>> BEGIN
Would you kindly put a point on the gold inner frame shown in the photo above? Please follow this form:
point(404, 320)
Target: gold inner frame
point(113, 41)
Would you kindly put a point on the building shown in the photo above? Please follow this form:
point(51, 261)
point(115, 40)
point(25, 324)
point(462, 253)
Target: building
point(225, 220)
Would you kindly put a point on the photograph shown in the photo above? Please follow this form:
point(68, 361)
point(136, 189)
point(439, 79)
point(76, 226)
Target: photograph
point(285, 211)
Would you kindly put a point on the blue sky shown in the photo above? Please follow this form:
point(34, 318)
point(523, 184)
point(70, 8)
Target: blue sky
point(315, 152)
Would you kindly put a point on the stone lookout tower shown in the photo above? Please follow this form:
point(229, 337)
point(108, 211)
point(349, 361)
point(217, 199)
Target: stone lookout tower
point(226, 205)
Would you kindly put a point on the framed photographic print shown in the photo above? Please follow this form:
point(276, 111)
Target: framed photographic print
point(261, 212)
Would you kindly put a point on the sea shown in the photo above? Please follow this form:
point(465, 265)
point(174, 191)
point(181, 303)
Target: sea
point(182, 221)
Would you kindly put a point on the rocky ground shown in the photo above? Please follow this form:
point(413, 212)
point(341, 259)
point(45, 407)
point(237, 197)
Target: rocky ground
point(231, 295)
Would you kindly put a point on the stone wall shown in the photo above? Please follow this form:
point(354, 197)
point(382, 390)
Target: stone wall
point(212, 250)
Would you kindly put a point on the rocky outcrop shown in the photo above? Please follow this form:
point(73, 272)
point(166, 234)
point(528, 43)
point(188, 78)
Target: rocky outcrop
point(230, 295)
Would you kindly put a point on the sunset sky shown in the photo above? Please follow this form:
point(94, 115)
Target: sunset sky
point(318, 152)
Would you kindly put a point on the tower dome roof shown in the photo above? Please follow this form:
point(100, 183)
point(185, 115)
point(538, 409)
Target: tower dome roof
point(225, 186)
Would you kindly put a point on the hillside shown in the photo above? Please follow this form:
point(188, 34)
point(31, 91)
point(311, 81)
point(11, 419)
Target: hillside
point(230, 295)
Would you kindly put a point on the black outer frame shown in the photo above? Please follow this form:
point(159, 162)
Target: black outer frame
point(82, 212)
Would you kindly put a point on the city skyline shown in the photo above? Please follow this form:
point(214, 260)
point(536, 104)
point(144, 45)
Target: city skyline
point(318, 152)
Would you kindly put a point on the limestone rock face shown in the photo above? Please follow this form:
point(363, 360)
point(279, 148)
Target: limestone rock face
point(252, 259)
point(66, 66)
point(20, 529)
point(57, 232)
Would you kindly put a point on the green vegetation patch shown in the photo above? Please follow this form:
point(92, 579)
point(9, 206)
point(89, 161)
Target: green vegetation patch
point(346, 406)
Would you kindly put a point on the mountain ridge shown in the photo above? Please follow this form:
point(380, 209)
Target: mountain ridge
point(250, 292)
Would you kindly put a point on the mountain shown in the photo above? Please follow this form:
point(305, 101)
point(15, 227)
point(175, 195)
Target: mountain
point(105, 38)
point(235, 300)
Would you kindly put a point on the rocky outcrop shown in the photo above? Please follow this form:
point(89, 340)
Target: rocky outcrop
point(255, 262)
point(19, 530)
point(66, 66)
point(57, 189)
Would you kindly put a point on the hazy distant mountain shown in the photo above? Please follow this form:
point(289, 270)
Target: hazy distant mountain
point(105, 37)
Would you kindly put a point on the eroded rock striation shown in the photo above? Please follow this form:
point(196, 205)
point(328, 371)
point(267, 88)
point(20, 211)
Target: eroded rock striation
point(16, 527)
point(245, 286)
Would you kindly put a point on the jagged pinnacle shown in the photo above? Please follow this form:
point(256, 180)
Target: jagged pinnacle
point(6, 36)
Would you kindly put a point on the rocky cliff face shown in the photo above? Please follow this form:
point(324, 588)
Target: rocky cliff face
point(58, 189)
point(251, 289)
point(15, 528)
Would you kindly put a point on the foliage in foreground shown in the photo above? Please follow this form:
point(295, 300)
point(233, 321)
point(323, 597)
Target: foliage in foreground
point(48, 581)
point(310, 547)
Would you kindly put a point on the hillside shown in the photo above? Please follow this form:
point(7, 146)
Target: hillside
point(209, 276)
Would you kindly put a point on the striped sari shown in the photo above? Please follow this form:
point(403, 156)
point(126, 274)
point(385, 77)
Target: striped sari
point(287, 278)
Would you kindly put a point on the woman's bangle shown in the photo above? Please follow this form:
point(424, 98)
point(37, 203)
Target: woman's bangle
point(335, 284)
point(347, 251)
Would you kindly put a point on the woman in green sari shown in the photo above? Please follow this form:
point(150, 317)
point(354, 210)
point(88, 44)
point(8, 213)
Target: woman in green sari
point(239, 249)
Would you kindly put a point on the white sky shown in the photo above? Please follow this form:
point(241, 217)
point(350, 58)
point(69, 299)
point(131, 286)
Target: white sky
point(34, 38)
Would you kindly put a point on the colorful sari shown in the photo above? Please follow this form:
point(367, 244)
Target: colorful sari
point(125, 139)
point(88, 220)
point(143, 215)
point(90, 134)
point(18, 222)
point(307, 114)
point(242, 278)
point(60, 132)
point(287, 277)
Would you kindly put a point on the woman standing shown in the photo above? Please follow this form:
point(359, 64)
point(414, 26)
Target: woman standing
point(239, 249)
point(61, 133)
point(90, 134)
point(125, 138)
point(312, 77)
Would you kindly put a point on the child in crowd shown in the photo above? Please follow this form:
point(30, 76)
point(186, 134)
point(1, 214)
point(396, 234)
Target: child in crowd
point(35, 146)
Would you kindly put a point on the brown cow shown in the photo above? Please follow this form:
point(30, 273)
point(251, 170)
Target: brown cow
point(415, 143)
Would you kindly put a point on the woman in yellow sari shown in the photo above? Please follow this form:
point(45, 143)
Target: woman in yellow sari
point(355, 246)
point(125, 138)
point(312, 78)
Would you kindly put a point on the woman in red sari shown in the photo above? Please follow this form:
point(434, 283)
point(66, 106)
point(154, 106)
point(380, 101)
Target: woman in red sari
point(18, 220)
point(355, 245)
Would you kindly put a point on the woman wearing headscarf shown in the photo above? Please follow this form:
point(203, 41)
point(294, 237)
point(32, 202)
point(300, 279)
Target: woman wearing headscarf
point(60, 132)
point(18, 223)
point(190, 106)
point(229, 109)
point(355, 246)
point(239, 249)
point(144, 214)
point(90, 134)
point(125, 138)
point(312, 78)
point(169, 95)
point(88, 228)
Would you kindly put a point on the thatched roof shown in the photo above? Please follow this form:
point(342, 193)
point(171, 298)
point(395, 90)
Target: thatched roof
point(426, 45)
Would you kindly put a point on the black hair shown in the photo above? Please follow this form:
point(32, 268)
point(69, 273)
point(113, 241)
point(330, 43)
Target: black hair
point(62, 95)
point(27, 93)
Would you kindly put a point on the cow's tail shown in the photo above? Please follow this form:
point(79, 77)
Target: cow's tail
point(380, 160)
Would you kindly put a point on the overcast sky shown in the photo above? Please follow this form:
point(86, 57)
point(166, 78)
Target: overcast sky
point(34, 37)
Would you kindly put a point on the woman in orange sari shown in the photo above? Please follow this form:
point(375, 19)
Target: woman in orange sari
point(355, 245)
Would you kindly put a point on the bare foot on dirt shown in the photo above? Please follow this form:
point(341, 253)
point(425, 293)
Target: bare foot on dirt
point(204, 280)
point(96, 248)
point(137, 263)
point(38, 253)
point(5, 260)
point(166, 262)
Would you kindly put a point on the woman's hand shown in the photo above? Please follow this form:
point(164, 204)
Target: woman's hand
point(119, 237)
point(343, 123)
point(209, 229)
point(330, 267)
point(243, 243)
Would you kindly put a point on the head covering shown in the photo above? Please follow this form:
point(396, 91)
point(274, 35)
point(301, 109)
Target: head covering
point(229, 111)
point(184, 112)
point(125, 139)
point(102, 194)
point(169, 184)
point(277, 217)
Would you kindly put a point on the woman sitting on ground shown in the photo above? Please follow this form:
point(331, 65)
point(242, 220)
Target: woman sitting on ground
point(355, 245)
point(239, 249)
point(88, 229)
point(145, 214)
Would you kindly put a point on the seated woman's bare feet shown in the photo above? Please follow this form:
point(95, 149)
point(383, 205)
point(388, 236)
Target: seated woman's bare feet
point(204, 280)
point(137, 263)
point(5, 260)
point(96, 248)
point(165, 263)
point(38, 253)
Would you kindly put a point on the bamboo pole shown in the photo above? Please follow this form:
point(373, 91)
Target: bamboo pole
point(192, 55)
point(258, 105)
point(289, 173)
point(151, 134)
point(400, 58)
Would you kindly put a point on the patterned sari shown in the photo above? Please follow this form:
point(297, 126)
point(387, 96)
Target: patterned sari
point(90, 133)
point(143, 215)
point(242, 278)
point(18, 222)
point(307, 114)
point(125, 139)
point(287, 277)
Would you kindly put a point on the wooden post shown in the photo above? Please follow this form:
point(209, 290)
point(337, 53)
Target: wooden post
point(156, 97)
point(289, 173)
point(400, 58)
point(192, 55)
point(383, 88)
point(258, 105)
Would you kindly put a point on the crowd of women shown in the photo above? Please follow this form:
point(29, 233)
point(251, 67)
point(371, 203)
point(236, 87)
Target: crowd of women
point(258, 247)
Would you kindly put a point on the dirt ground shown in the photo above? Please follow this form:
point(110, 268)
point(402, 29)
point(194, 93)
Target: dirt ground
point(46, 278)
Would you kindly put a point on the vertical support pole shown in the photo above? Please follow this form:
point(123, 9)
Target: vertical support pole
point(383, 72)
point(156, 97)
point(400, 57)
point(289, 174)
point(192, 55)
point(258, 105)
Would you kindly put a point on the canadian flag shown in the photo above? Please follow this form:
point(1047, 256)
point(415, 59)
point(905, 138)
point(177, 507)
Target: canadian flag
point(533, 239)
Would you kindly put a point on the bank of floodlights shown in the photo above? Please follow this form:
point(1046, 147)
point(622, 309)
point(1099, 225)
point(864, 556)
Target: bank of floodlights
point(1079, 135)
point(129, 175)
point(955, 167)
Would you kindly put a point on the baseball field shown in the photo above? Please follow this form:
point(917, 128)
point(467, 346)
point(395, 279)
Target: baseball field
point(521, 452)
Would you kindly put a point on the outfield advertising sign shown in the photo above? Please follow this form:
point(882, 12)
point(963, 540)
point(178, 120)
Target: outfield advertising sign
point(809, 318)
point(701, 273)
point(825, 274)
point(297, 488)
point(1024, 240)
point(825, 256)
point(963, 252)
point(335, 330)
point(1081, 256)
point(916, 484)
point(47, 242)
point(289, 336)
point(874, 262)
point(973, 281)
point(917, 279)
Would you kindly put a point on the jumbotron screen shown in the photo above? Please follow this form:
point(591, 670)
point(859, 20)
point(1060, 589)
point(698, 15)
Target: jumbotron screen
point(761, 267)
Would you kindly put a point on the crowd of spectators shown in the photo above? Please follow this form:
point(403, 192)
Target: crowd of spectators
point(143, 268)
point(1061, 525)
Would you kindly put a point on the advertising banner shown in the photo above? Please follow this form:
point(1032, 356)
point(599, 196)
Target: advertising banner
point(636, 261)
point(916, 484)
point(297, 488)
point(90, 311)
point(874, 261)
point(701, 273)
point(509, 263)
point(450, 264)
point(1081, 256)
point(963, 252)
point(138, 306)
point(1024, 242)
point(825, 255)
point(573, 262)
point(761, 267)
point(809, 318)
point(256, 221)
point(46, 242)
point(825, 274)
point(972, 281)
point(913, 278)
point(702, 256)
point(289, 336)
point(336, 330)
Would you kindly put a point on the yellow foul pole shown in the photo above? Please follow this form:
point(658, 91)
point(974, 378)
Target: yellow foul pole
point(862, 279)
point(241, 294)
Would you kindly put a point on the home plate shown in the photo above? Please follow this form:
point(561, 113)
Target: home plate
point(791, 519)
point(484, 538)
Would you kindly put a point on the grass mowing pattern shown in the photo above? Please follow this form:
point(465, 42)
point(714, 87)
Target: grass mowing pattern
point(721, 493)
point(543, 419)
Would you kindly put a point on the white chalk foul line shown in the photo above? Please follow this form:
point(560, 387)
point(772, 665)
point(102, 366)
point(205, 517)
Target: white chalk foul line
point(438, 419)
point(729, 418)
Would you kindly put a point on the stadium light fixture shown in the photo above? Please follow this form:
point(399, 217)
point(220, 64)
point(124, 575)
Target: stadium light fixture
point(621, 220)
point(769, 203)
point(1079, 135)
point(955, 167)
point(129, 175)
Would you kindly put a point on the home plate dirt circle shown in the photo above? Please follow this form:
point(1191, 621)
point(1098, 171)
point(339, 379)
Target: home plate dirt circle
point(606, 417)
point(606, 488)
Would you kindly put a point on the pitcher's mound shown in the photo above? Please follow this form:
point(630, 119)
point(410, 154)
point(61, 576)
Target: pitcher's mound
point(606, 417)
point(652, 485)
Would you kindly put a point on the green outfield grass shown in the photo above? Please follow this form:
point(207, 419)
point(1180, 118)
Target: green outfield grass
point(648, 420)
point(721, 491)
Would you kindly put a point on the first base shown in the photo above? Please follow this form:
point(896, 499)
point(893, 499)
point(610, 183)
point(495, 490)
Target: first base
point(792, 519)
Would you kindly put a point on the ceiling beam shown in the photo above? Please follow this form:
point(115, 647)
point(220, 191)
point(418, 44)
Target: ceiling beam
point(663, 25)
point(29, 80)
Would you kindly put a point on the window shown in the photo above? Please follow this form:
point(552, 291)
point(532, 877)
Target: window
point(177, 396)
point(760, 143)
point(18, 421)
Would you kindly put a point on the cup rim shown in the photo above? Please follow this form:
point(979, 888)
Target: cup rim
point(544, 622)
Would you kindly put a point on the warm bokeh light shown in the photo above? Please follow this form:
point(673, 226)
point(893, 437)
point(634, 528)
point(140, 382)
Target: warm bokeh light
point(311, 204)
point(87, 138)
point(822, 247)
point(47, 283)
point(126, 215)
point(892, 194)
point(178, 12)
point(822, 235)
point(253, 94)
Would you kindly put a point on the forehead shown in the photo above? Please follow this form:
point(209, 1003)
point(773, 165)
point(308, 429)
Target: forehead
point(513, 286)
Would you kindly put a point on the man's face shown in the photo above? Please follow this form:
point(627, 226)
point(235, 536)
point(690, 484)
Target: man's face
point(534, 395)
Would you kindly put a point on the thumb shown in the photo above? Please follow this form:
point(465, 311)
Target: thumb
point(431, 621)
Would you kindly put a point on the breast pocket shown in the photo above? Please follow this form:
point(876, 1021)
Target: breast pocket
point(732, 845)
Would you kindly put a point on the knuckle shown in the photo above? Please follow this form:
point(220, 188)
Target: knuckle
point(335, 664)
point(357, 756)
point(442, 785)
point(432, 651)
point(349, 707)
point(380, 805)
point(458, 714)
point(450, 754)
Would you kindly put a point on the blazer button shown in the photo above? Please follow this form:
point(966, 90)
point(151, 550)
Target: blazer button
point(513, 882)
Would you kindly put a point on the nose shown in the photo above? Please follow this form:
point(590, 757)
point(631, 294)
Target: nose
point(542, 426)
>> END
What you are asked to do - Can you rewrite the lines starting at the one that contains "Would you kindly put a point on the limestone" and ending at the one that contains "point(57, 232)" as a numbered list, leaving out any blank lines?

Task result -
1. Would you kindly put a point on the limestone rock face shown in the photo above? Please follow this form:
2. point(363, 360)
3. point(279, 148)
4. Target: limestone rock face
5. point(252, 259)
6. point(66, 66)
7. point(20, 529)
8. point(57, 232)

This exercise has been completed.